Onderzoek

Taalboost voor kleuters

Tekst Emma Everaert, Marije Boonstra, Liza van den Bulk, stuurgroep Programma Taalstimulering en Elise de Bree
Gepubliceerd op 20-03-2024 Gewijzigd op 03-04-2024
Beeld Wilbert van Woensel
Door samen te werken met specialisten uit het speciaal onderwijs, kunnen leerkrachten in reguliere klassen meer betekenen voor kleuters met taalproblemen. Dat blijkt uit twee pilots van Auris.

Taalzwakke kleuters in het reguliere onderwijs laten profiteren van kennis uit het speciaal onderwijs: kort gezegd was dat de insteek van twee pilots van Koninklijke Auris Groep, een organisatie die gespecialiseerd is in spraak-, taal- en gehoorproblemen en speciaal onderwijs aanbiedt (cluster 2). Omdat je met het inhalen van achterstanden niet vroeg genoeg kunt beginnen, waren de pilots gericht op kleuters.

 

Megasprongen

In de eerste pilot, genaamd Verbindingsgroep Taal in Utrecht (2021-2022), kreeg een vast groepje van tien taalzwakke kleuters les van een leerkracht en een pedagogisch medewerker. Zij vormden een aparte klas op school. Een specialist, zoals een logopedist of orthopedagoog, ondersteunde hen in de klas. Deze deelde tips over taalstimulerende activiteiten, zoals de ‘Denkstimulerende Gespreksmethodiek’ (zie kader) en keek mee met activiteiten. Het doel was om in 6 tot 9 maanden de onderwijsbehoeften van de kleuters in kaart te brengen, zodat de leerkracht daarna zelfstandig verder kon met een aanbod op maat.
 

Denkstimulerende Gespreksmethodiek 

Bij DGM worden leerlingen gestimuleerd om na te denken over hun ervaringen door vragen van de leerkracht. De leerkracht past het niveau van de vragen aan op basis van de antwoorden van het kind, waardoor een stimulerende dialoog ontstaat. Omdat de kinderen in deze pilot nog jong waren, stelden leerkrachten vooral vragen op niveau I (benoemen) en II (beschrijven). Bijvoorbeeld:

Leerkracht: (wijzend op bijvoorbeeld een potlood): ‘Wat is dit?’ 
Leerkracht: “Ja, inderdaad, een potlood. En wat doe je met een potlood?’ 
 
Leerkracht: ‘En waar kun je nog meer mee kleuren?’   

Aan oudere kinderen die al wat taliger zijn, kun je vragen op niveau III (ordenen) en IV (redeneren) stellen. Bijvoorbeeld: 

Leerkracht: ‘’Wat hebben een kip en een eend allebei?’  
Leerkracht: ‘Mama gaat boodschappen doen. Wat gebeurt er als ze haar tas vergeet?’ 

Leerkracht: ‘Waarom zou het kindje verdrietig zijn?’ 

 

In totaal waren 24 verschillende professionals betrokken bij de verbindingsgroep. Onderzoekers van Auris interviewden hen over hun ervaringen.

+++

Opdrachten:
A – Schrijf uit het artikel over taalzwakke kleuters het stuk van "Taalboost voor kleuters" tot en met "gericht op kleuters." over.
B – Noem alle niveaus van vragen uit de Denkstimulerende Gespreksmethodiek die het artikel over taalzwakke kleuters beschrijft, met hun nummer.
C – Hoeveel professionals waren volgens het artikel over taalzwakke kleuters in totaal betrokken bij de verbindingsgroep?
De gegevens hieronder hebben niets met het artikel te maken.

+++

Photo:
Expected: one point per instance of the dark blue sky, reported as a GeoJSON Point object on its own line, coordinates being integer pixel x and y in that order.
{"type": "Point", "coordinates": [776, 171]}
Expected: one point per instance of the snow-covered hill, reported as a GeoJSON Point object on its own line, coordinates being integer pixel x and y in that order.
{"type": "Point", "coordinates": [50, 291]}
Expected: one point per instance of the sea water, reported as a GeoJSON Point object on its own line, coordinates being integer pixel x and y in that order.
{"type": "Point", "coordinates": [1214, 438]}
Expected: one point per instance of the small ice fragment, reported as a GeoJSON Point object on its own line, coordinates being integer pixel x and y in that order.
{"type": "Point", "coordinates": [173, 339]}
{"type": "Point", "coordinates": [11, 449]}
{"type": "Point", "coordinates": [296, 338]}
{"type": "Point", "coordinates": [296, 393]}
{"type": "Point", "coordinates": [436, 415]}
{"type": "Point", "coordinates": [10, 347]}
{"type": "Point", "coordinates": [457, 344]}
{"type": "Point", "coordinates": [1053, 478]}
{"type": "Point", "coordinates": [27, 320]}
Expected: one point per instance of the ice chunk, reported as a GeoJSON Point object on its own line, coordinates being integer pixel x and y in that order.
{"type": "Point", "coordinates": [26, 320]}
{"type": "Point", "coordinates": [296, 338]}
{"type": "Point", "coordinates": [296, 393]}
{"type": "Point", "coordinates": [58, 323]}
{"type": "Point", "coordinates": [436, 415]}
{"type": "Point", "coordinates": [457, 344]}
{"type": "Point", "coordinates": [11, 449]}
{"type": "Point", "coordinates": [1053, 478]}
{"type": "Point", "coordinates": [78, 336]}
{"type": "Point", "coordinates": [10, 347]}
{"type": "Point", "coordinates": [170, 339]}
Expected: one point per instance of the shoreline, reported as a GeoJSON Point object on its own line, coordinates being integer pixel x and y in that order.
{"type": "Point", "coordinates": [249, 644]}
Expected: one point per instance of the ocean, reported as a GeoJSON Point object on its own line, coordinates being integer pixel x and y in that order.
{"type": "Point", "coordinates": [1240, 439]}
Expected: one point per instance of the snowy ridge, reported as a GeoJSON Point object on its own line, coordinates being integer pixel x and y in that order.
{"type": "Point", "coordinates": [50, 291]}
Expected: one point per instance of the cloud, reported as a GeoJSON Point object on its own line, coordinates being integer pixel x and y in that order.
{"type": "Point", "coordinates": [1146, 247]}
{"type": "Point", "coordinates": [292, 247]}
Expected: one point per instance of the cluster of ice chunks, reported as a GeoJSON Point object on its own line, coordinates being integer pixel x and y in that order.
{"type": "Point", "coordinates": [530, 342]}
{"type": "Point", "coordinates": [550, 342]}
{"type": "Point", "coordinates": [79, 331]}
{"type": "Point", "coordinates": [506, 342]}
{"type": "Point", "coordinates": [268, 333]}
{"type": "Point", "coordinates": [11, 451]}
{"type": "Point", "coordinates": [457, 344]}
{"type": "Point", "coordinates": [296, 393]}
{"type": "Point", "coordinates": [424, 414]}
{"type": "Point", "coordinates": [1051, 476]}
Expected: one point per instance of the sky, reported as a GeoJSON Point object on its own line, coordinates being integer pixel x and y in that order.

+++

Antwoorden:
A –
Taalboost voor kleuters

Tekst Emma Everaert, Marije Boonstra, Liza van den Bulk, stuurgroep Programma Taalstimulering en Elise de Bree
Gepubliceerd op 20-03-2024 Gewijzigd op 03-04-2024
Beeld Wilbert van Woensel
Door samen te werken met specialisten uit het speciaal onderwijs, kunnen leerkrachten in reguliere klassen meer betekenen voor kleuters met taalproblemen. Dat blijkt uit twee pilots van Auris.

Taalzwakke kleuters in het reguliere onderwijs laten profiteren van kennis uit het speciaal onderwijs: kort gezegd was dat de insteek van twee pilots van Koninklijke Auris Groep, een organisatie die gespecialiseerd is in spraak-, taal- en gehoorproblemen en speciaal onderwijs aanbiedt (cluster 2). Omdat je met het inhalen van achterstanden niet vroeg genoeg kunt beginnen, waren de pilots gericht op kleuters.

B – Niveau I (benoemen), niveau II (beschrijven), niveau III (ordenen) en niveau IV (redeneren).

C – 24 verschillende professionals.